JOB →
Images do not belong in the copy. Retype all the entries below exactly.

*****

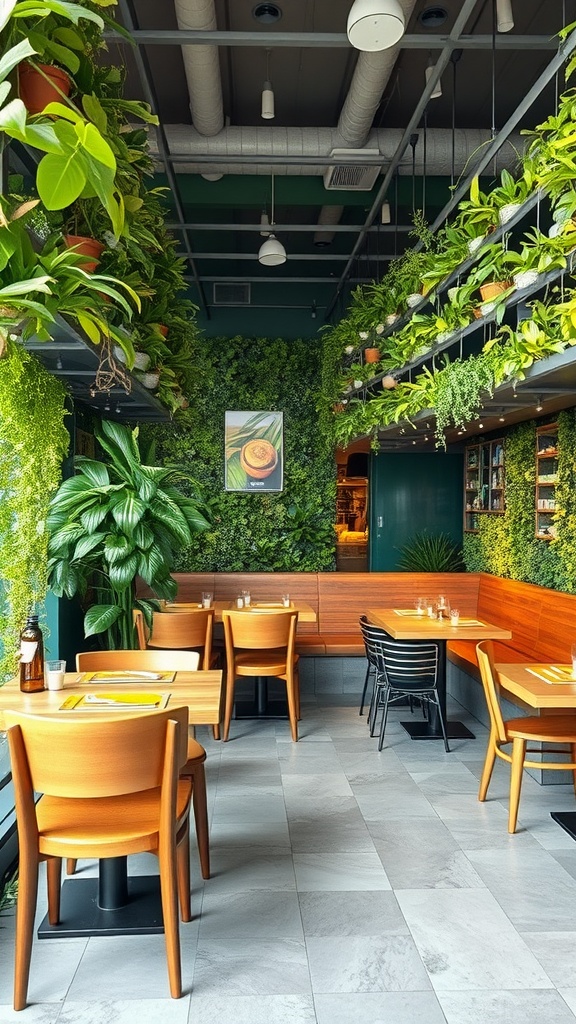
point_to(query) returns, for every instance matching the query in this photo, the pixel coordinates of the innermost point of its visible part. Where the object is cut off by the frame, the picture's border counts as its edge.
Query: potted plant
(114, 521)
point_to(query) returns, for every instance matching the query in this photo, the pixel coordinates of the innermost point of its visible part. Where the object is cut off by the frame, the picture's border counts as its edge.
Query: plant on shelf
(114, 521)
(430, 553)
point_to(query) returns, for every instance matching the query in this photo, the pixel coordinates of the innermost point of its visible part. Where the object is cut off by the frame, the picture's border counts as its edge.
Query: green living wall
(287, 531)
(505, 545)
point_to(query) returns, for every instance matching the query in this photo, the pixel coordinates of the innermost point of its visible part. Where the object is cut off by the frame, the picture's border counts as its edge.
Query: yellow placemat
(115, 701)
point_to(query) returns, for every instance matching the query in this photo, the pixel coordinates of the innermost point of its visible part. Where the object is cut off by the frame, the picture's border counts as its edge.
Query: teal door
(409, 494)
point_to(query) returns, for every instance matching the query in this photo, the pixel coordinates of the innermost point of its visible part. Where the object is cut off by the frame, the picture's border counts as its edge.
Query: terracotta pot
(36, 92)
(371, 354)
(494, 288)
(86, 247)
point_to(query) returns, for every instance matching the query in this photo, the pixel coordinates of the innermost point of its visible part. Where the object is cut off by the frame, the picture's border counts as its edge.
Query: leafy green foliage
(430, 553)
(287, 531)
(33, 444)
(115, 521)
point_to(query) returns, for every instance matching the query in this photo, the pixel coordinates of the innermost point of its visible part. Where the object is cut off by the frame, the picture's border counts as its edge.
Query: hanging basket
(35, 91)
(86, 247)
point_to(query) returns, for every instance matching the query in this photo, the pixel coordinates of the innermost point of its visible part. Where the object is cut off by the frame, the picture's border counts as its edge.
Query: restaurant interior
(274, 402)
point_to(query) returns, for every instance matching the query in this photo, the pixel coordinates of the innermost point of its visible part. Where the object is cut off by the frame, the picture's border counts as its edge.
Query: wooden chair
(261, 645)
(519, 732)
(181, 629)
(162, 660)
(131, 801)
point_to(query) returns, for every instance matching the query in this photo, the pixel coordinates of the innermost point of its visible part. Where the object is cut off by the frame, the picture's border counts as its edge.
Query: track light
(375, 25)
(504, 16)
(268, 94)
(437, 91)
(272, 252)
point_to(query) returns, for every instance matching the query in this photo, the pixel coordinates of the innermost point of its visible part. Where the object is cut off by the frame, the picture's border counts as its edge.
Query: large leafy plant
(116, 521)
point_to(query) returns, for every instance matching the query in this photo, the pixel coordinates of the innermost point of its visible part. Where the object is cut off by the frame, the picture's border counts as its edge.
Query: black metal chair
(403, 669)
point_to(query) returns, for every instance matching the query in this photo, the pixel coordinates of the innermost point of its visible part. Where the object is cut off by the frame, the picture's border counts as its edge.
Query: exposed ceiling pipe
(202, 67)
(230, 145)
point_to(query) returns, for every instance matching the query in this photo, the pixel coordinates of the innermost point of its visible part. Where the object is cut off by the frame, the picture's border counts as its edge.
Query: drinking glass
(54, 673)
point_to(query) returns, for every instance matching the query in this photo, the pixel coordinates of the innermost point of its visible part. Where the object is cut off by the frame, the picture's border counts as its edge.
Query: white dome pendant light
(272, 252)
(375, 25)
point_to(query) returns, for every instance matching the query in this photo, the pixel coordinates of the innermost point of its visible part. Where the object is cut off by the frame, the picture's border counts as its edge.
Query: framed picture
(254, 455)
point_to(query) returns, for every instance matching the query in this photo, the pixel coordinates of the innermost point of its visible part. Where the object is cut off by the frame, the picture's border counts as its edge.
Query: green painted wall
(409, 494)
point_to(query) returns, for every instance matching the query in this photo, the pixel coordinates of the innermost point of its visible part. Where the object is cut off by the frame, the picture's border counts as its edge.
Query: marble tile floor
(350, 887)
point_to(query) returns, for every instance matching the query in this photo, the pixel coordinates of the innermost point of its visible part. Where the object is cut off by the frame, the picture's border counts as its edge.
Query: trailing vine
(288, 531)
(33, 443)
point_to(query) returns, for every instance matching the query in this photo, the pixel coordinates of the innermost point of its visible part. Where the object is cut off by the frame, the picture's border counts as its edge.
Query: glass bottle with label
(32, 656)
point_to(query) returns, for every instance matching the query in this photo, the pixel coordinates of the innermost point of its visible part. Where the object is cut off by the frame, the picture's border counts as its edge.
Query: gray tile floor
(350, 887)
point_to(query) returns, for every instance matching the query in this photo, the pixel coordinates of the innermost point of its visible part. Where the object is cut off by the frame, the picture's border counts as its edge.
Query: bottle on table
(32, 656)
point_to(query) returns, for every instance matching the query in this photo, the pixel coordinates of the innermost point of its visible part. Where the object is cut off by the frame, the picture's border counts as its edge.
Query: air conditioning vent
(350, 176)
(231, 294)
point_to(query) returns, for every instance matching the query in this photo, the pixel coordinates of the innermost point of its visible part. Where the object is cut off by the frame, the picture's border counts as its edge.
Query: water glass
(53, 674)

*****

RESULT OF THIS TASK →
point_to(query) returns, for every instance matching the query in this photo, the pixel coordinates of the innermost point of its visible part. Where the object is cut off by the frame, the picture's border counts as its edge.
Query: potted plant
(114, 521)
point_to(query) returns, for every instance matching the query in this photo, the pixel coordinates of the innermost point of its visible part. Where the object is cut off by the frame, the picture's border counts as its edge.
Query: plant on shelf
(114, 521)
(430, 553)
point_to(query) returns, for every instance matching the query in this photo, the pixel coordinates of the innermost point of its visible part. Where the object is cut off by the frame, the picture's border counts as its edge.
Query: green living wall
(287, 531)
(505, 545)
point_to(query) returns, for every instance matching the query in this photo, the pixel coordinates of the innermost point of its visible part. Where the object is cut off by the frame, the picture's border counts as its edge.
Query: yellow placemat
(115, 701)
point_to(query) returns, for every instance matching the query in this photo, the pixel coordinates of the innermost point of its visible part. Where the object is cut off by the frame, the picture's border counts as its edge.
Query: teal door
(409, 494)
point_to(query) returns, for every instance matching the query in this photo, the pixel coordinates of the innermost point of its visible part. Where the object is cut off by the frame, the picture's border counts as its edge.
Query: terracotta pot
(36, 92)
(371, 354)
(494, 288)
(86, 247)
point_to(query) returns, for every instance matching the query in this photo, the pixel coordinates of the innermost point of its visible part. Where the object is cut off by the frame, the picture's border counts as its edge.
Query: leafy green foliage
(430, 553)
(287, 531)
(33, 444)
(115, 521)
point_to(query) returns, for every instance matching the query in this photo, the pixel coordinates of the innermost point of its visible part. Where the object is cut off by the frame, the picture's border counts as its edge.
Query: hanging basket
(35, 91)
(86, 247)
point_to(query) returns, for every instance matching the query in this photo, the pixel coordinates of the innermost point of its visible part. Where the object is cut off by the frame, the picture's border counts as its edge.
Query: restaurant interior
(274, 402)
point_to(query) returns, for every instance matching the query in this photo, the pixel coordinates of the innermost point of its visible part. Where the object is cut off by the frame, the picture's border counts as its edge.
Query: wooden chair
(261, 645)
(519, 732)
(181, 629)
(162, 660)
(131, 801)
point_to(query) returns, for every instance matching the query in this photo, the pixel coordinates of the innermost point of its visible part. Where the object is cut off by the frame, the picture's border counts as its edge.
Query: track light
(375, 25)
(504, 16)
(268, 94)
(437, 91)
(272, 252)
point_to(query) returns, for every instance matching the query in this photo, the pixel coordinates of the innermost point of its visible part. Where the object is cut off by the frame, the picture's border counts as its edge.
Query: large leafy plant
(116, 521)
point_to(query) returns, for every instance matching the query in this photo, the pixel coordinates of the innermost point of its visible part. Where the object is cut off by the frame, the picture's border counts as its edge.
Query: black metal chair
(403, 669)
point_to(query) returns, for every instance matching the query in this photo, the pixel coordinates of the innermost point of its visible part. Where the object is cut off by the frame, the picture's border counts as its edge.
Query: exposed ceiling pipe
(202, 67)
(230, 145)
point_to(query) returns, for every instance matching the query in this photo, the pixel coordinates of the innermost point of its visible part. Where the object is cut off by the frame, the picture's border counts as its edge.
Query: drinking glass
(54, 673)
point_to(query) returns, for every instance matching the query in this photo, the pixel coordinates of the innermost point of its visible part. Where the object is cut off by the frame, the picture's border counts as its edge.
Query: white dome pendant light
(272, 252)
(375, 25)
point_to(query) returns, for every instance matching the query in this photo, the pixel coordinates of the innermost point of its visible part. Where the object is cut off by the frame, the picture's border counts as its edge.
Query: framed picture
(254, 455)
point_to(query) returns, for every instance matching the query in this photo, the pixel coordinates of the innermost point of its visible part. Where the object is cut off by the frame, the picture's border counts as its edge.
Query: green painted wall
(409, 494)
point_to(query) returns, for every instance matching the query in this photo, the pixel coordinates of the innermost point of its visible part. Where the object is cut off by the frame, the picture's border counts as its edge.
Query: marble tile floor
(350, 887)
point_to(query) returns, for every instance matching the query in this photo, the pixel coordinates of the innermost point of its visible part. Where the object is cut off by the frame, the picture's border counts as its edge.
Query: trailing vine
(288, 531)
(33, 443)
point_to(query) returns, for every instance matching the query in this photo, the pixel coordinates of the innermost point of its visible part. Where the object is cut off by the frame, the picture's border counts as its edge.
Query: glass bottle with label
(32, 656)
point_to(query) returns, for every instance matching the query in this photo, the pixel coordinates of the innermost point of its visible part. Where the object is cut off by the frame, the picture's border counts as its edge.
Query: gray tile floor
(350, 887)
point_to(query) returns, for every instance matching the query in this photo, the pixel coordinates of the innermost point of its visible part. Where the object is cut off by the frame, the picture's border counts as its edge.
Query: bottle on table
(32, 656)
point_to(query) returns, for every instance matching the query in this photo, the pixel coordinates of the innermost point of its visible part. Where the object is cut off by the frame, the picture's border counts as its edge.
Query: air conditioning vent
(350, 176)
(231, 294)
point_to(query) returns, for every instance matching the query in this photo, the pixel coordinates of the innermost point of its visible part. Where the object is cut off by the frame, the picture's border counts as its edge.
Query: water glass
(53, 674)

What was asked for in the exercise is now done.